## WHAT THE TASK ASKS
Copy all the records below, requests included, and scale every point coordinate in the answers by 2.45, rounding to whole numbers with halves going up. Omit the pictures.
┏━━
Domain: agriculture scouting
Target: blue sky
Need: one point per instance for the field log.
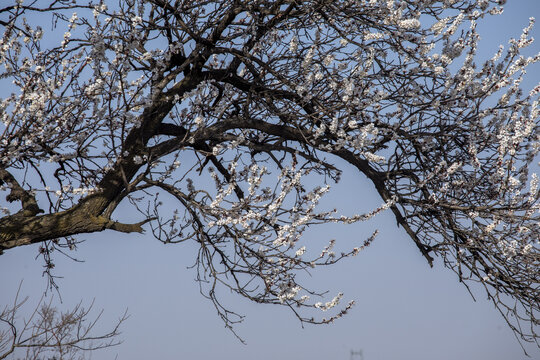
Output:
(405, 310)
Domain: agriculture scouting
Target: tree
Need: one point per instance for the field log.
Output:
(243, 111)
(64, 335)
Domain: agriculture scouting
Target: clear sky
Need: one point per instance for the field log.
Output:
(404, 311)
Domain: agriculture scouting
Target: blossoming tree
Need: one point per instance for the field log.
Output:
(244, 112)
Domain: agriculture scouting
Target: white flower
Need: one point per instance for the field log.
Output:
(293, 45)
(137, 160)
(199, 121)
(301, 251)
(409, 24)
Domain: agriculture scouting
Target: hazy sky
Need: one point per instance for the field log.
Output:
(404, 311)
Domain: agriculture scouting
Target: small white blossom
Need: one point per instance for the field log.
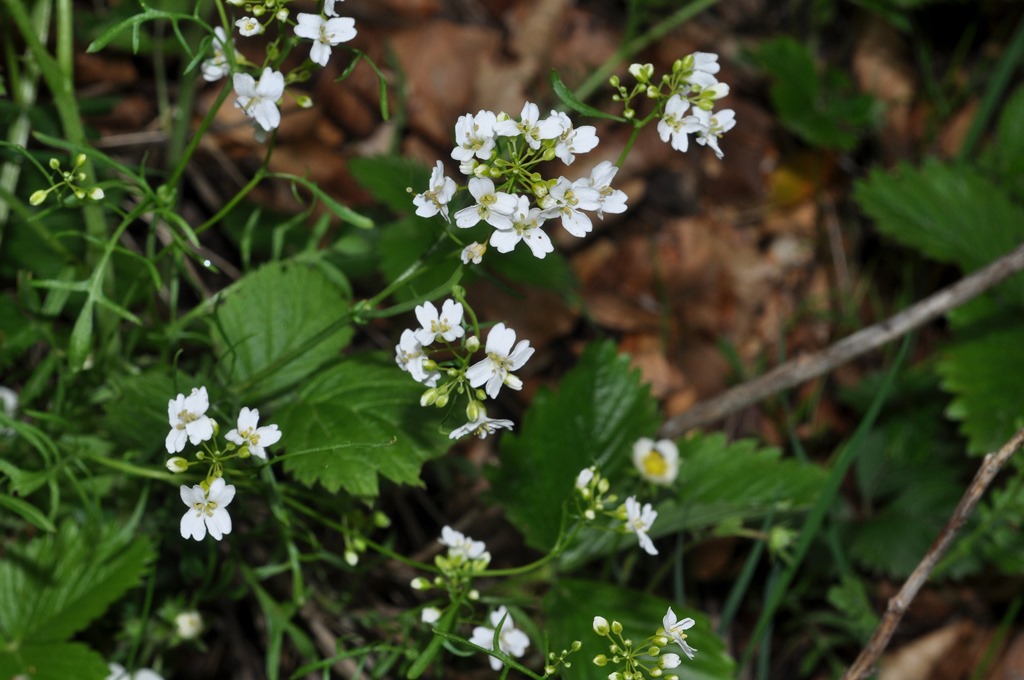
┗━━
## FINISHED TASK
Domain: agriculture scouting
Target: blue sky
Need: one point per instance for the field log.
Output:
(992, 760)
Domain: agriculture scouting
Target: tree
Need: one point per instance for the field log.
Output:
(595, 272)
(157, 821)
Domain: agriculture scouting
Target: clear sky
Need: one point per instance for the field log.
Output:
(990, 762)
Domain: agriculture scouting
Target: blossoming tree
Need: one point per instance for the field log.
Output:
(598, 274)
Domain: agriculture scouting
Target: white flower
Need: one point per instance for the field log.
Output:
(718, 110)
(336, 392)
(488, 296)
(737, 615)
(1002, 59)
Domain: agriculture scouting
Target: hazy sky
Need: one point per instance for the field log.
Output:
(990, 762)
Domain: agriculture scouting
Target: small white blossom
Need: one point per instance for the field log.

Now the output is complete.